** start Text provided **

The US forces in Africa on Friday (3 November) conducted two separate air strikes on Isis targets in northeastern Somalia, marking their first assault on the Islamist militant group based in the African nation.

The air raids were conducted in association with the Somali government, the US Africa Command said in a statement, adding that several terrorists were killed in the operation.

"The first strike occurred at approximately midnight local Somalia time [9pm UK time previous day] with the second separate strike occurring at approximately 11am local Somalia time," the statement read. The command added that they were assessing the results of the strikes.

The command also said that their offensive against Isis militants in the country would continue.

"US forces will continue to use all authorised and appropriate measures to protect Americans and to disable terrorist threats.

"This includes partnering with [African Union Mission in Somalia] AMISOM and Somali National Security Forces (SNSF); targeting terrorists, their training camps and safe havens throughout Somalia, the region and around the world," the statement read.

** end Text provided **
** start Excerpted data **

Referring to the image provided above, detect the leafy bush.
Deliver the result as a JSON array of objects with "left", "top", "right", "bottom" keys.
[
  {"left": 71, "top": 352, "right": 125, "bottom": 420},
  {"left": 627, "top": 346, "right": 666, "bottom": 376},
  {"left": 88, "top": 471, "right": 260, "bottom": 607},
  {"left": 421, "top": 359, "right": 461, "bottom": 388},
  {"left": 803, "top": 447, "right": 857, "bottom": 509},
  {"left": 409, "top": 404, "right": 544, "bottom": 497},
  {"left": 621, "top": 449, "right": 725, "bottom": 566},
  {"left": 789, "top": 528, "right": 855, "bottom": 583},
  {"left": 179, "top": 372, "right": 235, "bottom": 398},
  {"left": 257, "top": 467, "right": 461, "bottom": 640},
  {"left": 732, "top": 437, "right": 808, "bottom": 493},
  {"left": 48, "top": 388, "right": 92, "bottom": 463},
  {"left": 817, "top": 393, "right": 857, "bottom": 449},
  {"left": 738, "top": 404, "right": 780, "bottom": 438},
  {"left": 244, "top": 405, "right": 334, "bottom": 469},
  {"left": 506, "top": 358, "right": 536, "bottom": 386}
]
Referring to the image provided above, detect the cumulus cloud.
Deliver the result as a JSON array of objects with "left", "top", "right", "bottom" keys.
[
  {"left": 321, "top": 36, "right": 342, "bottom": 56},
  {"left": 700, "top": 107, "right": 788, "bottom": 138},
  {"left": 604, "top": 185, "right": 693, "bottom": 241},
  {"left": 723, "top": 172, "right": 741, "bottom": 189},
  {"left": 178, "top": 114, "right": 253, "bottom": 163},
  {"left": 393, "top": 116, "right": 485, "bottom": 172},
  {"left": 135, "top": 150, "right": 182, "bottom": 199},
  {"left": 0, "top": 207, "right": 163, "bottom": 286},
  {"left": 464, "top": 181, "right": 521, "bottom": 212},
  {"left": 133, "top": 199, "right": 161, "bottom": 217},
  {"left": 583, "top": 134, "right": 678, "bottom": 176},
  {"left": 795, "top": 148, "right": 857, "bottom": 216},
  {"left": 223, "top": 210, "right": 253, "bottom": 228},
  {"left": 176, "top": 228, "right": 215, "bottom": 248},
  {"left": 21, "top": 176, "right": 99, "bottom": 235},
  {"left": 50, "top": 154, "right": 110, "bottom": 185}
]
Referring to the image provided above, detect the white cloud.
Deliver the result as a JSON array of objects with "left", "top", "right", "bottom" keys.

** end Excerpted data **

# Exercises to complete
a) In the report on the US air strikes in Somalia, whom did the US Africa Command say the raids were conducted in association with?
b) Write out the Somalia air strikes report starting with "The US forces" and going on through "country would continue.", renaming "Isis" as "Islamic State".
c) Carry on the report about the US air strikes in Somalia past its final sentence.

# Expected outputs
a) The Somali government.

b)
The US forces in Africa on Friday (3 November) conducted two separate air strikes on Islamic State targets in northeastern Somalia, marking their first assault on the Islamist militant group based in the African nation.

The air raids were conducted in association with the Somali government, the US Africa Command said in a statement, adding that several terrorists were killed in the operation.

"The first strike occurred at approximately midnight local Somalia time [9pm UK time previous day] with the second separate strike occurring at approximately 11am local Somalia time," the statement read. The command added that they were assessing the results of the strikes.

The command also said that their offensive against Islamic State militants in the country would continue.

c)
Meanwhile, a US official told CNN News that the air raids were carried out by a drone.

The air strikes were carried out in accordance with the authorities given by President Donald Trump in March that enabled the US Africa Command to conduct offensive strikes against terrorist groups, according to the American Broadcasting Corporation. Before March, US forces were only allowed to carry out air strikes in self-defence situations on behalf of Somali and African Union troops.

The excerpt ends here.